Recast only the stretch of the records from the line containing "[spot] the patterned" through the end of the records as a numbered list, leaving out any blank lines.

====== Data shown ======

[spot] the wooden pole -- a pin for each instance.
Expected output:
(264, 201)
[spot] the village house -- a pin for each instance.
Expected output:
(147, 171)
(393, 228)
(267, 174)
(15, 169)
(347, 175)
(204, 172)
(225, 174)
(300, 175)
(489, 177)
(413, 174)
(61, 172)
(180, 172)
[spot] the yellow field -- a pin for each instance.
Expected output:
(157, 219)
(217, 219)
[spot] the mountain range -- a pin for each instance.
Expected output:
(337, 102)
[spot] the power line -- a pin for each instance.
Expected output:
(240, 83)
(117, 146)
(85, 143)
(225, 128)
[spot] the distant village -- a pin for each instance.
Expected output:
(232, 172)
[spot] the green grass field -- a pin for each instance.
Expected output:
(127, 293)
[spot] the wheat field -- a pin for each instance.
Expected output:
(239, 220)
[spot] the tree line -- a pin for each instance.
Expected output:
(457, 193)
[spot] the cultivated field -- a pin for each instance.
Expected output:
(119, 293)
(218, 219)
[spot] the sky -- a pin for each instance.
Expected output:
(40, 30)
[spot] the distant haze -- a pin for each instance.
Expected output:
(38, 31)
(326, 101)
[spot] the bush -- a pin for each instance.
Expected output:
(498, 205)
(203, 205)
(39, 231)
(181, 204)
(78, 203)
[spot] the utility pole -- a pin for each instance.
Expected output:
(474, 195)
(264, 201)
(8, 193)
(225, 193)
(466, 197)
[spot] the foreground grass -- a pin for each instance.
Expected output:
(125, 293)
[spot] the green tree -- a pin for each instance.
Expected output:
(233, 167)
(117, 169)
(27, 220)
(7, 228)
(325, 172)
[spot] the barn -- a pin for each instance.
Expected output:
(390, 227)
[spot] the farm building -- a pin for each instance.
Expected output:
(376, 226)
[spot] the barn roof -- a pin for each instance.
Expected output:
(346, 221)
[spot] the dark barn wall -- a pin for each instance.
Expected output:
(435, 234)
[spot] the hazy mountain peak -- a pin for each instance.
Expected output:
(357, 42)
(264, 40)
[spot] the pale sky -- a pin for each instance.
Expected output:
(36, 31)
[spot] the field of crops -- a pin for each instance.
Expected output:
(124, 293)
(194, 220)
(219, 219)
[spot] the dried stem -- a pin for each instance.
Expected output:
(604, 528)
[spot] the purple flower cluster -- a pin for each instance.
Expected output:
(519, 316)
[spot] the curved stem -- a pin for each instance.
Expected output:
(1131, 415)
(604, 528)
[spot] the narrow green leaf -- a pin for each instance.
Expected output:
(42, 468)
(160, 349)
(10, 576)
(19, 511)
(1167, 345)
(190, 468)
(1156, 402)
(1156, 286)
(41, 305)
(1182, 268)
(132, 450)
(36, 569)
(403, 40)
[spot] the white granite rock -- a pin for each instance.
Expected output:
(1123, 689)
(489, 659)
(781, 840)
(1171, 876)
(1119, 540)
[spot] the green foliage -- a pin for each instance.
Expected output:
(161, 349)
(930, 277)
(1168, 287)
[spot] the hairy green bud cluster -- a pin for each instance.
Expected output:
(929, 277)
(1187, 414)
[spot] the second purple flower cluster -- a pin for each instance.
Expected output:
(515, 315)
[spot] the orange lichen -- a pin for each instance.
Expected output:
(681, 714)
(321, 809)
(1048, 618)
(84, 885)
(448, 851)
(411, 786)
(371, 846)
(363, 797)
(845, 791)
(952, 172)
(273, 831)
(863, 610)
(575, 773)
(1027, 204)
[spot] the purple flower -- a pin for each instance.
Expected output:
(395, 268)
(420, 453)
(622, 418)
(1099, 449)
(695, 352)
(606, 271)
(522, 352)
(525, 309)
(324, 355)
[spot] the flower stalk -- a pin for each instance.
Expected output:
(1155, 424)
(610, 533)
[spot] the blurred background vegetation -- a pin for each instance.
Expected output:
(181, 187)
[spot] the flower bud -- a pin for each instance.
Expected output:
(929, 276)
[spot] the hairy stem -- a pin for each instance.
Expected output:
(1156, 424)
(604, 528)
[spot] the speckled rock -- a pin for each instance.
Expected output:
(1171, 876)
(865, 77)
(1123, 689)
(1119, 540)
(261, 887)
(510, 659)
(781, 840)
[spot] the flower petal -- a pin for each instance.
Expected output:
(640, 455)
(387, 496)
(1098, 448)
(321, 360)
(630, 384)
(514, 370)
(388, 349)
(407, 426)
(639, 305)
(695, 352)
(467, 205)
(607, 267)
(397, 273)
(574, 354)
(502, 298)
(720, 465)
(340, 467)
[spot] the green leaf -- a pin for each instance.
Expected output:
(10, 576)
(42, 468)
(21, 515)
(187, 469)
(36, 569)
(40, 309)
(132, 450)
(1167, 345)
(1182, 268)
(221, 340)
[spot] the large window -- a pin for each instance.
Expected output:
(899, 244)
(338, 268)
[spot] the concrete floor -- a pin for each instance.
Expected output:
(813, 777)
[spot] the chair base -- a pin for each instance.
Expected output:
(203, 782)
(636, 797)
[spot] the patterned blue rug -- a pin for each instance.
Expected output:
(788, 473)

======

◆ **Solution to the problem**:
1. [spot] the patterned blue rug -- a pin for each instance.
2. Expected output:
3. (788, 473)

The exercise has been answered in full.